Point-per-instance localization data

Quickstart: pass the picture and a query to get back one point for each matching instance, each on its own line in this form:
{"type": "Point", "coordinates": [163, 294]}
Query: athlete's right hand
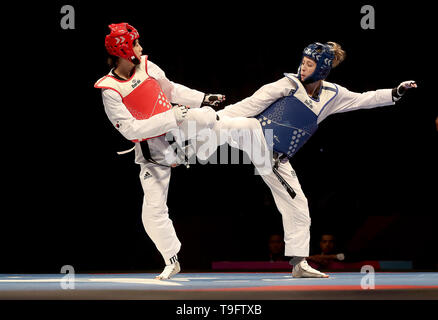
{"type": "Point", "coordinates": [180, 113]}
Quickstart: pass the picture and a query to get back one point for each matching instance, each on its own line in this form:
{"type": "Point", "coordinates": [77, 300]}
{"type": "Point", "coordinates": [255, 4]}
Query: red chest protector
{"type": "Point", "coordinates": [141, 94]}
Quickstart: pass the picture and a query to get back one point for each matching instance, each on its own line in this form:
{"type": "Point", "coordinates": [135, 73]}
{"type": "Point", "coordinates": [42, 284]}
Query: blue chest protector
{"type": "Point", "coordinates": [292, 120]}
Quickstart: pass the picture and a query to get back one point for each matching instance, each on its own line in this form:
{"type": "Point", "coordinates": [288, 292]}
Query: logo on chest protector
{"type": "Point", "coordinates": [135, 83]}
{"type": "Point", "coordinates": [308, 103]}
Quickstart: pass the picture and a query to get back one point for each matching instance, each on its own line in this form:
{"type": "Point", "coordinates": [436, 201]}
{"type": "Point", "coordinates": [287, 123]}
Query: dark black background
{"type": "Point", "coordinates": [370, 175]}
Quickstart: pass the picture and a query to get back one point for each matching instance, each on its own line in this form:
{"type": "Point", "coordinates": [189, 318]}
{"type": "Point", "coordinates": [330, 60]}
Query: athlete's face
{"type": "Point", "coordinates": [138, 50]}
{"type": "Point", "coordinates": [307, 68]}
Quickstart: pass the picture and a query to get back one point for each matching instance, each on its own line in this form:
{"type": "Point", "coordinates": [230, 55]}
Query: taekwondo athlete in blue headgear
{"type": "Point", "coordinates": [292, 108]}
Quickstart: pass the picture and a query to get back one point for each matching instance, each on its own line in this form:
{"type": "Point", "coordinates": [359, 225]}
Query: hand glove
{"type": "Point", "coordinates": [398, 92]}
{"type": "Point", "coordinates": [180, 113]}
{"type": "Point", "coordinates": [213, 99]}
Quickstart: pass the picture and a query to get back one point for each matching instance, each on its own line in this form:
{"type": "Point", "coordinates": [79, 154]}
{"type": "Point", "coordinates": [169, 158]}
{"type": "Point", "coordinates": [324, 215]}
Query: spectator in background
{"type": "Point", "coordinates": [276, 248]}
{"type": "Point", "coordinates": [327, 253]}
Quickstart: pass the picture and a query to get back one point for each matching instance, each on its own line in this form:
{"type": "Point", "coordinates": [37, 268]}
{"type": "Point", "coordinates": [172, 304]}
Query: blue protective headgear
{"type": "Point", "coordinates": [323, 55]}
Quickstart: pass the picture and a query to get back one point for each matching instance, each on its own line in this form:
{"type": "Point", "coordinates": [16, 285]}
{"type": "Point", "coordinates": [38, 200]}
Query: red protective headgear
{"type": "Point", "coordinates": [121, 41]}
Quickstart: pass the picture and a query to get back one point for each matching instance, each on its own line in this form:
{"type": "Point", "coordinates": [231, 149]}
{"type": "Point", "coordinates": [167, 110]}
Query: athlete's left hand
{"type": "Point", "coordinates": [406, 85]}
{"type": "Point", "coordinates": [398, 92]}
{"type": "Point", "coordinates": [213, 99]}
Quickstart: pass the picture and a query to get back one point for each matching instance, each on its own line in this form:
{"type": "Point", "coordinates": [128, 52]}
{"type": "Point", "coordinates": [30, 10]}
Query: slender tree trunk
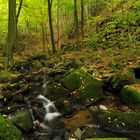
{"type": "Point", "coordinates": [17, 18]}
{"type": "Point", "coordinates": [11, 39]}
{"type": "Point", "coordinates": [58, 31]}
{"type": "Point", "coordinates": [43, 36]}
{"type": "Point", "coordinates": [82, 18]}
{"type": "Point", "coordinates": [51, 26]}
{"type": "Point", "coordinates": [76, 22]}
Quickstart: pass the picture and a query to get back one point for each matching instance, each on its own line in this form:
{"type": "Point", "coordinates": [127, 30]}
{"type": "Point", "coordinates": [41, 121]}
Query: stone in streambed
{"type": "Point", "coordinates": [6, 76]}
{"type": "Point", "coordinates": [8, 131]}
{"type": "Point", "coordinates": [83, 86]}
{"type": "Point", "coordinates": [130, 94]}
{"type": "Point", "coordinates": [22, 119]}
{"type": "Point", "coordinates": [120, 79]}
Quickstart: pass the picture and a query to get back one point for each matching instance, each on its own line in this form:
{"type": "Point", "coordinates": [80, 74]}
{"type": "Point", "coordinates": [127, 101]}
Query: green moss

◆ Problem statement ◆
One exact copy of the data is required, and it should hold no pictures.

◆ Answer ◆
Quickstart: pass the picture and a query to get back one point for each matching instance, each on its own line in this form:
{"type": "Point", "coordinates": [163, 294]}
Query: athlete's right hand
{"type": "Point", "coordinates": [180, 113]}
Quickstart: pass the picture and a query to get back one point for each matching instance, each on its own line in this form:
{"type": "Point", "coordinates": [77, 300]}
{"type": "Point", "coordinates": [255, 4]}
Query: red chest protector
{"type": "Point", "coordinates": [141, 94]}
Quickstart: pass the picture and a query to get back one point for each matching instance, each on its own line in this form:
{"type": "Point", "coordinates": [135, 73]}
{"type": "Point", "coordinates": [42, 284]}
Query: blue chest protector
{"type": "Point", "coordinates": [292, 120]}
Quickstart: pass the picture and a query to get back one point for each matching instance, each on its own line in this form:
{"type": "Point", "coordinates": [288, 292]}
Query: logo on chest protector
{"type": "Point", "coordinates": [135, 83]}
{"type": "Point", "coordinates": [308, 103]}
Quickstart: pass the picture and a query to get back one point for each matching instance, each on its own line in this form:
{"type": "Point", "coordinates": [436, 201]}
{"type": "Point", "coordinates": [287, 123]}
Query: dark black background
{"type": "Point", "coordinates": [370, 175]}
Quickstart: pass the picture and a query to get back one point for each matching instance, each on its own line in this form:
{"type": "Point", "coordinates": [189, 318]}
{"type": "Point", "coordinates": [330, 60]}
Query: athlete's face
{"type": "Point", "coordinates": [138, 50]}
{"type": "Point", "coordinates": [307, 68]}
Quickstart: pass the picture and a query to get back one point for each matching instance, each on its own line in this form:
{"type": "Point", "coordinates": [230, 55]}
Query: taekwondo athlete in blue headgear
{"type": "Point", "coordinates": [292, 108]}
Quickstart: pass the picture and a query to get back one point for each matching instance, each on its own line in this form:
{"type": "Point", "coordinates": [359, 225]}
Query: hand glove
{"type": "Point", "coordinates": [398, 92]}
{"type": "Point", "coordinates": [180, 113]}
{"type": "Point", "coordinates": [213, 99]}
Quickstart: pass the picture and a query to get back one point for each matching instance, each on its own line in this form:
{"type": "Point", "coordinates": [79, 154]}
{"type": "Point", "coordinates": [169, 158]}
{"type": "Point", "coordinates": [324, 215]}
Query: spectator in background
{"type": "Point", "coordinates": [276, 248]}
{"type": "Point", "coordinates": [327, 253]}
Quickstart: pass the picture and a query to get back one point for each matching instance, each on its own line in this form:
{"type": "Point", "coordinates": [37, 268]}
{"type": "Point", "coordinates": [172, 304]}
Query: blue protective headgear
{"type": "Point", "coordinates": [323, 55]}
Quickstart: pass the picture and a query to get back one point for each matching instance, each on its own line in this form:
{"type": "Point", "coordinates": [16, 285]}
{"type": "Point", "coordinates": [38, 200]}
Query: red protective headgear
{"type": "Point", "coordinates": [121, 41]}
Quickstart: pass the picture and a query to get back one point for each matching instance, each on its own line in this form:
{"type": "Point", "coordinates": [231, 149]}
{"type": "Point", "coordinates": [167, 110]}
Query: athlete's left hand
{"type": "Point", "coordinates": [406, 85]}
{"type": "Point", "coordinates": [398, 92]}
{"type": "Point", "coordinates": [213, 99]}
Quickstart: pass the picture and a query to get back one point for each matching instance, each on its own line in this form:
{"type": "Point", "coordinates": [128, 52]}
{"type": "Point", "coordinates": [30, 10]}
Query: slender tree trunk
{"type": "Point", "coordinates": [17, 18]}
{"type": "Point", "coordinates": [11, 39]}
{"type": "Point", "coordinates": [58, 31]}
{"type": "Point", "coordinates": [43, 36]}
{"type": "Point", "coordinates": [82, 18]}
{"type": "Point", "coordinates": [51, 26]}
{"type": "Point", "coordinates": [76, 22]}
Quickstart: pass the picture and a query to get back one point for each matching instance, each on its own line in this form:
{"type": "Point", "coordinates": [127, 30]}
{"type": "Point", "coordinates": [41, 121]}
Query: stone in streambed
{"type": "Point", "coordinates": [6, 76]}
{"type": "Point", "coordinates": [8, 131]}
{"type": "Point", "coordinates": [83, 86]}
{"type": "Point", "coordinates": [130, 94]}
{"type": "Point", "coordinates": [22, 119]}
{"type": "Point", "coordinates": [120, 79]}
Quickstart: pass the picture and a query to get back one point for each matching instance, each on its own line in this form:
{"type": "Point", "coordinates": [80, 74]}
{"type": "Point", "coordinates": [127, 101]}
Query: green moss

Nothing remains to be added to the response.